### Given records

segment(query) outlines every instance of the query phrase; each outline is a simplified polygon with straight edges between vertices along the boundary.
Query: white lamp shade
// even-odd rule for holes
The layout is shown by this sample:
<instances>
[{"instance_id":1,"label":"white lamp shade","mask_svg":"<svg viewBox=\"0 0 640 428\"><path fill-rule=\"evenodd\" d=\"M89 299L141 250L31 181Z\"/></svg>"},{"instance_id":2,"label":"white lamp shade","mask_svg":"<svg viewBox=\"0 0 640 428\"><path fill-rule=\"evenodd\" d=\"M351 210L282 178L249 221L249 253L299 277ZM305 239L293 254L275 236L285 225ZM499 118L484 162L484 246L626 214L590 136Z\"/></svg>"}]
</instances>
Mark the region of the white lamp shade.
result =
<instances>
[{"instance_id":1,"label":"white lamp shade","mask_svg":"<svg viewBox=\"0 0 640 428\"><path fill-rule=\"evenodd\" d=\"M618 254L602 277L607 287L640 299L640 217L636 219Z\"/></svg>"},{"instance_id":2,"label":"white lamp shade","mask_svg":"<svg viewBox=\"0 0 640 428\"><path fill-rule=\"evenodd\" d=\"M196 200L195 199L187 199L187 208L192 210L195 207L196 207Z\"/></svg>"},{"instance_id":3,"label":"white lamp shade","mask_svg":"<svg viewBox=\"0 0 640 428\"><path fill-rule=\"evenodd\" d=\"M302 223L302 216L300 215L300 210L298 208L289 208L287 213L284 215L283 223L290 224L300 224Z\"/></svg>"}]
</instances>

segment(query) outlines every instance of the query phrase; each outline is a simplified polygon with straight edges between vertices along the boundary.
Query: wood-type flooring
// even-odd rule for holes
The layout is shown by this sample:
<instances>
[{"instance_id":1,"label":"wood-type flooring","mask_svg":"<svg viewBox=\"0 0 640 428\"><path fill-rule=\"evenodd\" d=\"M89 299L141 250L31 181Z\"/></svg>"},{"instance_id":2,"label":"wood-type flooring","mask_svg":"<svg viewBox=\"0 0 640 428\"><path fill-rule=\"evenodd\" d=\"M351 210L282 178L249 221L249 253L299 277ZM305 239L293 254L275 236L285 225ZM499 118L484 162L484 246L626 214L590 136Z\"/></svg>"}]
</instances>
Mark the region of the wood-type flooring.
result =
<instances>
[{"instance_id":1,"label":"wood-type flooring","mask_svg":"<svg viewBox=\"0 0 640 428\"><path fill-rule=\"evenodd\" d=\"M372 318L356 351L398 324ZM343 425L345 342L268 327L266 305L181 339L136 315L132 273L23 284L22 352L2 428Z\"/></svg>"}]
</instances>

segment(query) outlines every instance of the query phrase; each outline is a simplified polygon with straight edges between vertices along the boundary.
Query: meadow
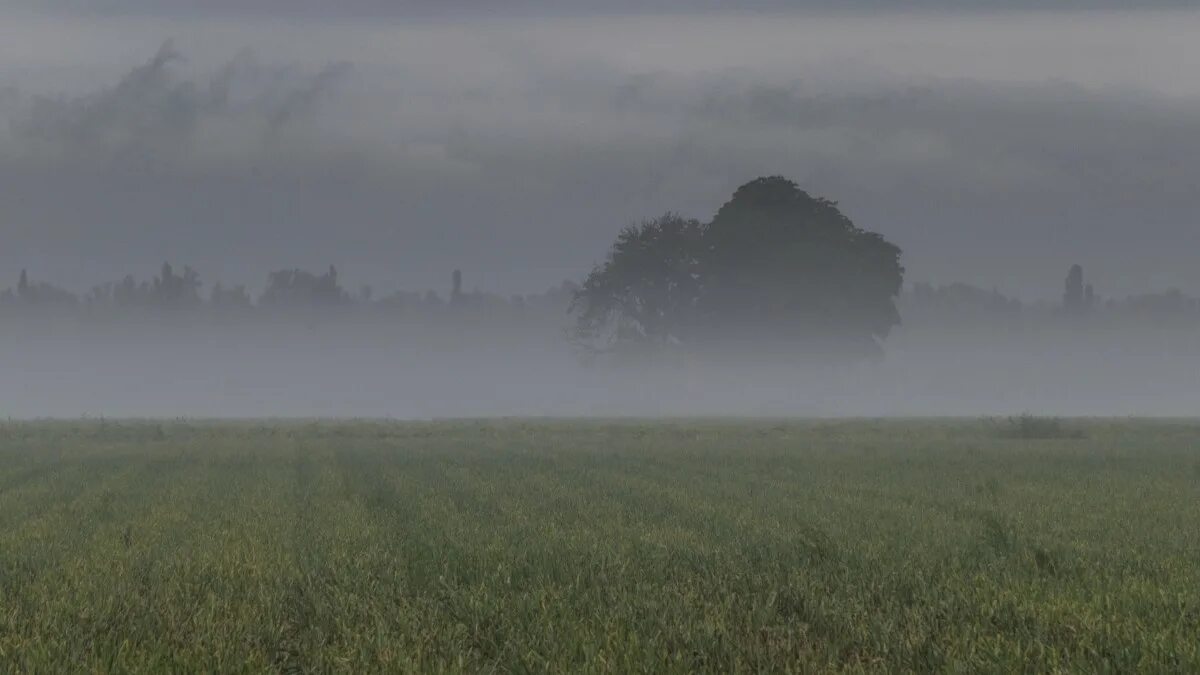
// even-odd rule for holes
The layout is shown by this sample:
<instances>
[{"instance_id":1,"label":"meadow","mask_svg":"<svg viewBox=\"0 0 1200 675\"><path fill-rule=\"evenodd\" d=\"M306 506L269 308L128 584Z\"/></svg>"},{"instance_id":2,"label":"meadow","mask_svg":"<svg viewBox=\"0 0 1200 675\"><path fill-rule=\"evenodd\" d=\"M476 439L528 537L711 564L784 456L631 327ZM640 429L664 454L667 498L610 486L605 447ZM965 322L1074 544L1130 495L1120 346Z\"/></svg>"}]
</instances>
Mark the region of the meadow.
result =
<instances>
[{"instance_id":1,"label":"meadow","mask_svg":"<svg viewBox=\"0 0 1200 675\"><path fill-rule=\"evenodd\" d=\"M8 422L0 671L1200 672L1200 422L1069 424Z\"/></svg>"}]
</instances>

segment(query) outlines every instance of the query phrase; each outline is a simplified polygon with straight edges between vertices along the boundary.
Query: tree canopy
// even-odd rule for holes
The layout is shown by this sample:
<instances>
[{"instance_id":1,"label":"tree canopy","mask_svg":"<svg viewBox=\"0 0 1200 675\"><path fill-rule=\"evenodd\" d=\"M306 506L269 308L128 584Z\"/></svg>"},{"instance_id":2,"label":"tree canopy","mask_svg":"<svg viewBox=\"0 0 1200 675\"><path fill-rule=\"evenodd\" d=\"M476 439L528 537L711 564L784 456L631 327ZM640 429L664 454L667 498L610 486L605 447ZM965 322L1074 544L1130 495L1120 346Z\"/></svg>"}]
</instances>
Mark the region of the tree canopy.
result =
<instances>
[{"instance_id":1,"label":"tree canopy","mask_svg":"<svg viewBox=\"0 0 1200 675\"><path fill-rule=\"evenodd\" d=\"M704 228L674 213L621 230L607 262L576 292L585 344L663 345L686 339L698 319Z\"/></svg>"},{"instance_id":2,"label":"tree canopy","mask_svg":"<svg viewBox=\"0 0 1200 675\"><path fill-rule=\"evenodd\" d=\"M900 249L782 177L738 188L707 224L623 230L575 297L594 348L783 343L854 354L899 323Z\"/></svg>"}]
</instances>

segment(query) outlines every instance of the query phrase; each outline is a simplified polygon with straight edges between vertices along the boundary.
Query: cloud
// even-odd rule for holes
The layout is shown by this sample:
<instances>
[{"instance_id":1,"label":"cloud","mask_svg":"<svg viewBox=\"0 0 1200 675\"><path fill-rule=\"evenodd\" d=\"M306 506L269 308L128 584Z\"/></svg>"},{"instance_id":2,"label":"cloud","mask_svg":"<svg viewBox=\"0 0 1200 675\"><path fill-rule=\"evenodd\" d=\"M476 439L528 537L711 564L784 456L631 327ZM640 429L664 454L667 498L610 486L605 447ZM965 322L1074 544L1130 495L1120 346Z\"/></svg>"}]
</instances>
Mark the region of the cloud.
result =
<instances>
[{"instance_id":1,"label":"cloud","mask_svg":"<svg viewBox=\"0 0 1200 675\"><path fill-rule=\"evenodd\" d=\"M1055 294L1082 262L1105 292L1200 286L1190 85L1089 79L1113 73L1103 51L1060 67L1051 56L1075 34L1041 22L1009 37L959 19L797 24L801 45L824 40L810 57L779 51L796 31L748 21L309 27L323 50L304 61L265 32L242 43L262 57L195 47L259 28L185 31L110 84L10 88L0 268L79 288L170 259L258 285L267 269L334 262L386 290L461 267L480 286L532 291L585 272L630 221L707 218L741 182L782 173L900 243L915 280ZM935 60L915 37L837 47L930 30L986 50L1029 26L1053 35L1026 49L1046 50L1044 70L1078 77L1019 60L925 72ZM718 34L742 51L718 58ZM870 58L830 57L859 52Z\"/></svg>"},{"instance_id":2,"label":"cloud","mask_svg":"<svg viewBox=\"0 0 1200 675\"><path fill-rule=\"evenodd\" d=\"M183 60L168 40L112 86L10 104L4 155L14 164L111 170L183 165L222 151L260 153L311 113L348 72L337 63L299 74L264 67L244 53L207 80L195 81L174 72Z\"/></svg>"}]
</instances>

######
### Given records

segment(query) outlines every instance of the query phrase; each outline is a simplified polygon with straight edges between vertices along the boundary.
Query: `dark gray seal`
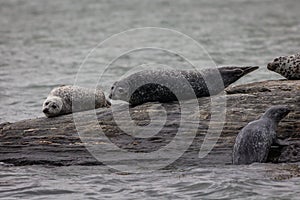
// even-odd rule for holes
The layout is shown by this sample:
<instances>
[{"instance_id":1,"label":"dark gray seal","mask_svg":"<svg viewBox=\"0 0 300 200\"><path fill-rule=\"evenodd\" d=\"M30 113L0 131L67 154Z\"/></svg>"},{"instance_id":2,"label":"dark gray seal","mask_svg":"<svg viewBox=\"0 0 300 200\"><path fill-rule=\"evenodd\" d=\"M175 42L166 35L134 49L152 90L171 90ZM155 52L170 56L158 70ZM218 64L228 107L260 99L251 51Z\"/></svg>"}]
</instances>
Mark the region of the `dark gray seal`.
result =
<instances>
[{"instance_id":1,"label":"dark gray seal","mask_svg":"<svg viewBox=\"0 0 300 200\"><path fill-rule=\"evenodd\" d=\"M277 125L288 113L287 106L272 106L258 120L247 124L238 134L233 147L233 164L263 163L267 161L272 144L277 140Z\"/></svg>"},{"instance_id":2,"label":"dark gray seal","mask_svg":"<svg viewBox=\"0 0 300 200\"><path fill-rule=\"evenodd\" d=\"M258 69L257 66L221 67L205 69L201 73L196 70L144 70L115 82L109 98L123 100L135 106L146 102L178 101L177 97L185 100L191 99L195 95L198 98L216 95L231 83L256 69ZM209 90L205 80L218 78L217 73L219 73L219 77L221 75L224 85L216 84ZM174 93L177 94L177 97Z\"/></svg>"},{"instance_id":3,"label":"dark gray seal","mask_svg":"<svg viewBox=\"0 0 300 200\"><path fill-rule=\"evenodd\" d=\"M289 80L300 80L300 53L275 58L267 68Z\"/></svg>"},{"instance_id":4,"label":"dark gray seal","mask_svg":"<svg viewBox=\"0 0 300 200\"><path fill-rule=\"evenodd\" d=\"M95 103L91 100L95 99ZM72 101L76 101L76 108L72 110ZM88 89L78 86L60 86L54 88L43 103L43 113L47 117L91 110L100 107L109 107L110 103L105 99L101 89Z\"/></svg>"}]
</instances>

######
### Given records

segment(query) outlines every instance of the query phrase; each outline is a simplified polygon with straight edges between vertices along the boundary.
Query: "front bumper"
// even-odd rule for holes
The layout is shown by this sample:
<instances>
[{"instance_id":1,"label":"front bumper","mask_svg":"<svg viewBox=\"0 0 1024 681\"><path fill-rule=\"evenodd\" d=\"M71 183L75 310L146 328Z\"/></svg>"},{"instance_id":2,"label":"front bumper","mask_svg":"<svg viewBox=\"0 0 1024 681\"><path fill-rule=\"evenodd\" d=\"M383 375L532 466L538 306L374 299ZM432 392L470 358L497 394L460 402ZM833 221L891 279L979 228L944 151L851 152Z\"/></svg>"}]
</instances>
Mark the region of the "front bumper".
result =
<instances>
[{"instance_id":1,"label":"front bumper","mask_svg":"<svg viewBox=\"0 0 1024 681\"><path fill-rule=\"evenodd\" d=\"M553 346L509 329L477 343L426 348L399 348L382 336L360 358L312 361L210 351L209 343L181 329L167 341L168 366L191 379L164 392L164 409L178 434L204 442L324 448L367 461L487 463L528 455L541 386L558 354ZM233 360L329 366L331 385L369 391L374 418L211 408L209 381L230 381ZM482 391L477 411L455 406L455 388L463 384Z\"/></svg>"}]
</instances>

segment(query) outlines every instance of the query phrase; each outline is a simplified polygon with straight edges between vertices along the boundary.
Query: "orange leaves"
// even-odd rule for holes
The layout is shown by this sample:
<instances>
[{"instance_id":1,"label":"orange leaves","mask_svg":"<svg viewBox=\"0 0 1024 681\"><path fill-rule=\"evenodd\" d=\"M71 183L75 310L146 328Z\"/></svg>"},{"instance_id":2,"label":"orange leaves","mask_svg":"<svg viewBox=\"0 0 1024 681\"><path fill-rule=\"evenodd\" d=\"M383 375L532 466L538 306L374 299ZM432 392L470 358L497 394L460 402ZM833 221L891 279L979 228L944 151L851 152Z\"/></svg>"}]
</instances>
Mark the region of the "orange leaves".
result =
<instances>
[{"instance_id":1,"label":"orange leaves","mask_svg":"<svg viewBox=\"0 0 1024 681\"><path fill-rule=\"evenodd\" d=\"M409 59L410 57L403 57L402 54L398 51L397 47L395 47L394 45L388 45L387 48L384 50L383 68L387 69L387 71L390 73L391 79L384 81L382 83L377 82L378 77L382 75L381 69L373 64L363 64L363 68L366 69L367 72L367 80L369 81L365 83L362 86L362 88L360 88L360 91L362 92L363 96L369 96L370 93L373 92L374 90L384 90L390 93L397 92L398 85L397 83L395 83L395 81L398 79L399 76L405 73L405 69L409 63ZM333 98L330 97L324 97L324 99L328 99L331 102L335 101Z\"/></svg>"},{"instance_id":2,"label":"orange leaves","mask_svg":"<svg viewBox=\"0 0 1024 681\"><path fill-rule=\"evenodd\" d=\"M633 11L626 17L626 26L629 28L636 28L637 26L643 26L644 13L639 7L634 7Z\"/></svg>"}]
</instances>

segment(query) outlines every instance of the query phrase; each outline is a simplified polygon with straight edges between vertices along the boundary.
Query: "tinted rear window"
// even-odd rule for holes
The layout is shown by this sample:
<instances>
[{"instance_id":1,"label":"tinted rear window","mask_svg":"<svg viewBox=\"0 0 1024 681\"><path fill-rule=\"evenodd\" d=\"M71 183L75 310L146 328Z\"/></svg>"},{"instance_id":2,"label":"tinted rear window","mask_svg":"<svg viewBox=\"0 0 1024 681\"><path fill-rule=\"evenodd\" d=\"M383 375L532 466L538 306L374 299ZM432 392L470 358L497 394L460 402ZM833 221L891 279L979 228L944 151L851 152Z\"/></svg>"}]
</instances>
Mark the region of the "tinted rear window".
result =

######

Work request — Only the count, nothing else: how many lines of the records hold the word "region"?

Reply to the task — 9